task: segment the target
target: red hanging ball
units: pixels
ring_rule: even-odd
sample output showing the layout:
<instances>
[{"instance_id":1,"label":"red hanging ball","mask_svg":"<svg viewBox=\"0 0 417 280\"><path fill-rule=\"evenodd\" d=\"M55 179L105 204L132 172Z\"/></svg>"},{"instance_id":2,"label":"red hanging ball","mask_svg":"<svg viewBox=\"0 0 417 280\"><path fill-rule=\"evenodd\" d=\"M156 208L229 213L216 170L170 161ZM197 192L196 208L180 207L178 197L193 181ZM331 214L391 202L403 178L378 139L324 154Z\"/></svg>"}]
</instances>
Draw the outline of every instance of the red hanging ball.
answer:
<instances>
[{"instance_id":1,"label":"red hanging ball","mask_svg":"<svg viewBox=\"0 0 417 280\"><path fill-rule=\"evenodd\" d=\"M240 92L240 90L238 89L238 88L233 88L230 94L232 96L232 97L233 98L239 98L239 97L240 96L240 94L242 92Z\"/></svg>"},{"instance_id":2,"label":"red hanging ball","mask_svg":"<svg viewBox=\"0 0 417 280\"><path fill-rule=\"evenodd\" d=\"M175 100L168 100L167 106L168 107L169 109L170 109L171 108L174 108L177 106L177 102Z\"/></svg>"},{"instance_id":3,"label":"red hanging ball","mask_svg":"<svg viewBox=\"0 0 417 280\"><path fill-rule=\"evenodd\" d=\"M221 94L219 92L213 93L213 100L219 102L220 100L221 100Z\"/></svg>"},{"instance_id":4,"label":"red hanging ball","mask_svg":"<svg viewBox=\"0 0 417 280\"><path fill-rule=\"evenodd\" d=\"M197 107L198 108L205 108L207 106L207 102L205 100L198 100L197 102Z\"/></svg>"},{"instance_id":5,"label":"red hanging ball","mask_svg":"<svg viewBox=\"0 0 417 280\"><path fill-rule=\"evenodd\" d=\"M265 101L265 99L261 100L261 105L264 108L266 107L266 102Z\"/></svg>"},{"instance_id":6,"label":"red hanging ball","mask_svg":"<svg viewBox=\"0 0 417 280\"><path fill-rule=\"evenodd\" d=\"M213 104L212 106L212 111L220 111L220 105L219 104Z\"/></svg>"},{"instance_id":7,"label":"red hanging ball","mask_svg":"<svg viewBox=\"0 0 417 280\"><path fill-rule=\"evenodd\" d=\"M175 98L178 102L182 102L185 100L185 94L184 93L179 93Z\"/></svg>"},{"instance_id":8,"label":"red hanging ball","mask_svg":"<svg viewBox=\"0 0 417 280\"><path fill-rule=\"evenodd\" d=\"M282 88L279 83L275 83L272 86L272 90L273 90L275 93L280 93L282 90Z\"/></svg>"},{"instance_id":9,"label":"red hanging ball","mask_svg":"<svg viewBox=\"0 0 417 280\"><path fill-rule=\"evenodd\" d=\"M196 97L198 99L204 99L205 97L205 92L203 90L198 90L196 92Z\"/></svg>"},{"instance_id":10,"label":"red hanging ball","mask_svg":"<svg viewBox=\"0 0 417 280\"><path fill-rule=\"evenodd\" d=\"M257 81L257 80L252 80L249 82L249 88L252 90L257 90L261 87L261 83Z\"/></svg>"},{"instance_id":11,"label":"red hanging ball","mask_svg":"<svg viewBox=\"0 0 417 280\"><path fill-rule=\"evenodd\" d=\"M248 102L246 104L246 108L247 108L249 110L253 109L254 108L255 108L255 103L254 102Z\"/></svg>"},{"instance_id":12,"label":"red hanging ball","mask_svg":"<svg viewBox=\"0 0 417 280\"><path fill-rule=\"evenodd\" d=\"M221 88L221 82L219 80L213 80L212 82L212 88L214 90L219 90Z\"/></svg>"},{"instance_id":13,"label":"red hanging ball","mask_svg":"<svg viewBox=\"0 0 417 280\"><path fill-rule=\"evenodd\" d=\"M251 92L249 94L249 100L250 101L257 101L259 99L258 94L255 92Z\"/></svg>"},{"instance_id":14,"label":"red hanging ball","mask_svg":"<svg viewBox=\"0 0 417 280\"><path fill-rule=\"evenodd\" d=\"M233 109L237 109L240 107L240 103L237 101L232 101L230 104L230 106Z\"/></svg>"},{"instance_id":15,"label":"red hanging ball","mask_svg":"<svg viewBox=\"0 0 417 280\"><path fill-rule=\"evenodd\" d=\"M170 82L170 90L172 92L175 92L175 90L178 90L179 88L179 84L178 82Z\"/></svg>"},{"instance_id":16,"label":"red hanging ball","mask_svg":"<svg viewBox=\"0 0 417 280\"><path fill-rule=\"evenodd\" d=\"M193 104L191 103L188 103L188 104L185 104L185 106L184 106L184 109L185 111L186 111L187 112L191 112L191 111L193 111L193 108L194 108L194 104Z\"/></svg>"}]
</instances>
━━━━━━━━━━━━━━━━
WHAT THE TASK ASKS ->
Please find every line in the rows above that contains the word "target", treating uppercase and lowercase as different, and copy each of those lines.

RESULT BELOW ->
task: segment the target
target: red hanging ball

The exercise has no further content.